Problem: Omit every image, and transcribe the remaining entries exactly as given.

Supplied information:
######

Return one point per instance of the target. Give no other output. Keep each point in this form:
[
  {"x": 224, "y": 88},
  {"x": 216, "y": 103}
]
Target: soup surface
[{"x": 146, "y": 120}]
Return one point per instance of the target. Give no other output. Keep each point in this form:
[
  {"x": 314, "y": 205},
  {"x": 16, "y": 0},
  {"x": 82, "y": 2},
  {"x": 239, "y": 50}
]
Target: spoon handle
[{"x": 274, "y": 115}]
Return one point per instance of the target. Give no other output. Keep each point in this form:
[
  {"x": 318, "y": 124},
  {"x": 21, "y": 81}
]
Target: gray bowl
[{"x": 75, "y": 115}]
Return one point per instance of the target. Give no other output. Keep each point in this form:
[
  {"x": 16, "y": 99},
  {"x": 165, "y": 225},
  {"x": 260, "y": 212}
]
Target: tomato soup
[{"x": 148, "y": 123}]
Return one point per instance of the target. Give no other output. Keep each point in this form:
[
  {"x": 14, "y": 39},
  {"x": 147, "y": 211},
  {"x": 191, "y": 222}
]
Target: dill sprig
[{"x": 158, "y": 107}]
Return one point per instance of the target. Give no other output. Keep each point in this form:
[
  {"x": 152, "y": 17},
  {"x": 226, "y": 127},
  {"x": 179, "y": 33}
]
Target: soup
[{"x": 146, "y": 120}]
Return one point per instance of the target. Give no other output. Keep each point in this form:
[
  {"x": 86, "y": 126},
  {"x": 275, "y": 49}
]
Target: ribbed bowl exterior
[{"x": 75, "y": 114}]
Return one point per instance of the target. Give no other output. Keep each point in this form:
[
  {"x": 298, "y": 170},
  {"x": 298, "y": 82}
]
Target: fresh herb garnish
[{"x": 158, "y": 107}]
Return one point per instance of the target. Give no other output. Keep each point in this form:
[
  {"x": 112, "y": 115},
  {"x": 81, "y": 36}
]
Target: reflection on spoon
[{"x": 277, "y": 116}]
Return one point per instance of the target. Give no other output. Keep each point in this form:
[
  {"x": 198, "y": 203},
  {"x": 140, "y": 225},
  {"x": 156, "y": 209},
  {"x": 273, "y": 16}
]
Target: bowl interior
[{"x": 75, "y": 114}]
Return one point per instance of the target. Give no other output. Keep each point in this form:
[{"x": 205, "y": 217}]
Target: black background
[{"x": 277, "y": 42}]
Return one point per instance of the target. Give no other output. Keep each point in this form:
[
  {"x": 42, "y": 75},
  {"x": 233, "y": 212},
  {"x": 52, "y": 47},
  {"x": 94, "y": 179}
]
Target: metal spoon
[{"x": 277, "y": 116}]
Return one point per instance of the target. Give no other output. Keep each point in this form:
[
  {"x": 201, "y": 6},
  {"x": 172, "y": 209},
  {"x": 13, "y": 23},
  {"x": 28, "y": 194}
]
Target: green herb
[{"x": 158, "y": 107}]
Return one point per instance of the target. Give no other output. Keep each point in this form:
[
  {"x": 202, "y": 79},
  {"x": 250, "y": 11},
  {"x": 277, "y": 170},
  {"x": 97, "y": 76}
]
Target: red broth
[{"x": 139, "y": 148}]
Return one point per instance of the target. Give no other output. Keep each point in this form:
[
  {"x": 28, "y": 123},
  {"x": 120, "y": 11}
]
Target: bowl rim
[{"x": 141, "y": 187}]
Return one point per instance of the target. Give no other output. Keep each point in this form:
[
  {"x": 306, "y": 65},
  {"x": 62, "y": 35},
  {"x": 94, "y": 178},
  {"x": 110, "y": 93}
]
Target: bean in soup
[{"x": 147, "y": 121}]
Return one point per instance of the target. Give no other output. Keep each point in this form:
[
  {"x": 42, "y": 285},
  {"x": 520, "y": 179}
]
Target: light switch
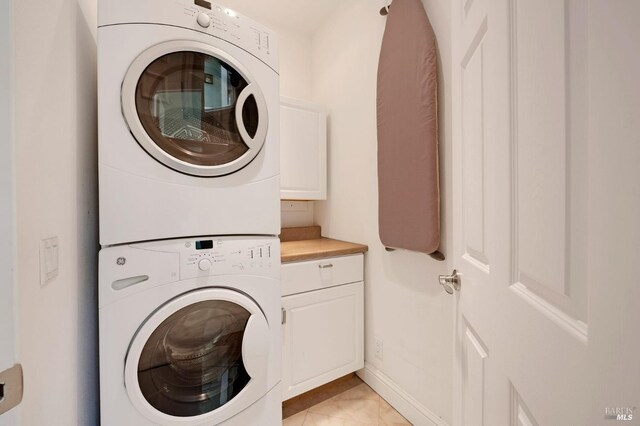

######

Answer for the task:
Return one point per instance of the target. Give no other output. Keep each point in this form:
[
  {"x": 224, "y": 88},
  {"x": 216, "y": 103}
]
Target: soup surface
[{"x": 146, "y": 120}]
Return one point per instance of the target. Give no other output. Keep each point in this form:
[
  {"x": 314, "y": 205},
  {"x": 16, "y": 0},
  {"x": 82, "y": 2},
  {"x": 239, "y": 50}
]
Target: spoon handle
[{"x": 274, "y": 115}]
Return one point per instance of the target. Give no other output. Keep each point in this form:
[
  {"x": 318, "y": 124},
  {"x": 21, "y": 81}
]
Target: gray bowl
[{"x": 75, "y": 115}]
Return one point per instance of the target. Give no other output. Keep each point in this form:
[
  {"x": 16, "y": 99},
  {"x": 165, "y": 225},
  {"x": 260, "y": 212}
]
Target: tomato soup
[{"x": 148, "y": 123}]
Return one point per instance of the target. Give no other output. Keep each point in this form:
[
  {"x": 14, "y": 39},
  {"x": 147, "y": 211},
  {"x": 191, "y": 222}
]
Target: dill sprig
[{"x": 158, "y": 107}]
Return one point per instance of the target. Give no other output. Keep each point in this form:
[
  {"x": 152, "y": 17},
  {"x": 226, "y": 127},
  {"x": 179, "y": 33}
]
Target: soup
[{"x": 146, "y": 120}]
Return one point per instance of the target. Give no other output. Keep each point in this form:
[
  {"x": 86, "y": 126},
  {"x": 275, "y": 49}
]
Target: ribbed bowl exterior
[{"x": 75, "y": 114}]
Return one point per instance of the target. Give no other output. Keep each point in this form:
[
  {"x": 298, "y": 170},
  {"x": 298, "y": 82}
]
Target: fresh herb garnish
[{"x": 158, "y": 107}]
Return one point per instance of the target. Give no other output. Keep each point in this form:
[
  {"x": 112, "y": 115},
  {"x": 81, "y": 36}
]
Target: reflection on spoon
[{"x": 277, "y": 116}]
Return one point per instance of the target. Give no other output. Keep each point in this form:
[
  {"x": 198, "y": 203},
  {"x": 140, "y": 225},
  {"x": 156, "y": 209},
  {"x": 273, "y": 16}
]
Target: bowl interior
[{"x": 75, "y": 114}]
Return one point per instance of the target. Give no other output. Keep each point in this form:
[{"x": 205, "y": 217}]
Target: black background
[{"x": 277, "y": 42}]
Return one point per instance of the target. Give no other output. Keep each point in this form:
[
  {"x": 42, "y": 75},
  {"x": 233, "y": 212},
  {"x": 52, "y": 47},
  {"x": 94, "y": 179}
]
Target: metal spoon
[{"x": 277, "y": 116}]
Return one point per instance of the target. Give no other output. Keep each point in this form:
[
  {"x": 201, "y": 6},
  {"x": 172, "y": 209},
  {"x": 13, "y": 23},
  {"x": 28, "y": 194}
]
Target: green herb
[{"x": 158, "y": 107}]
Return one point per instance of the target. Give no other output. Keep each point in this form:
[
  {"x": 202, "y": 79},
  {"x": 250, "y": 11},
  {"x": 277, "y": 170},
  {"x": 97, "y": 76}
]
Target: red broth
[{"x": 139, "y": 148}]
Return one point per instance of the target. Give no other output. Keep each point in this form:
[
  {"x": 28, "y": 123},
  {"x": 120, "y": 11}
]
Target: bowl rim
[{"x": 141, "y": 187}]
Return one point per instance of the target. Give no other output. Keep each point in this form:
[
  {"x": 306, "y": 65},
  {"x": 62, "y": 35},
  {"x": 94, "y": 178},
  {"x": 110, "y": 93}
]
Target: bean in soup
[{"x": 147, "y": 121}]
Return one point per instance of the target. Give no other output. Keep each point in this form:
[
  {"x": 42, "y": 285},
  {"x": 520, "y": 179}
]
Target: light switch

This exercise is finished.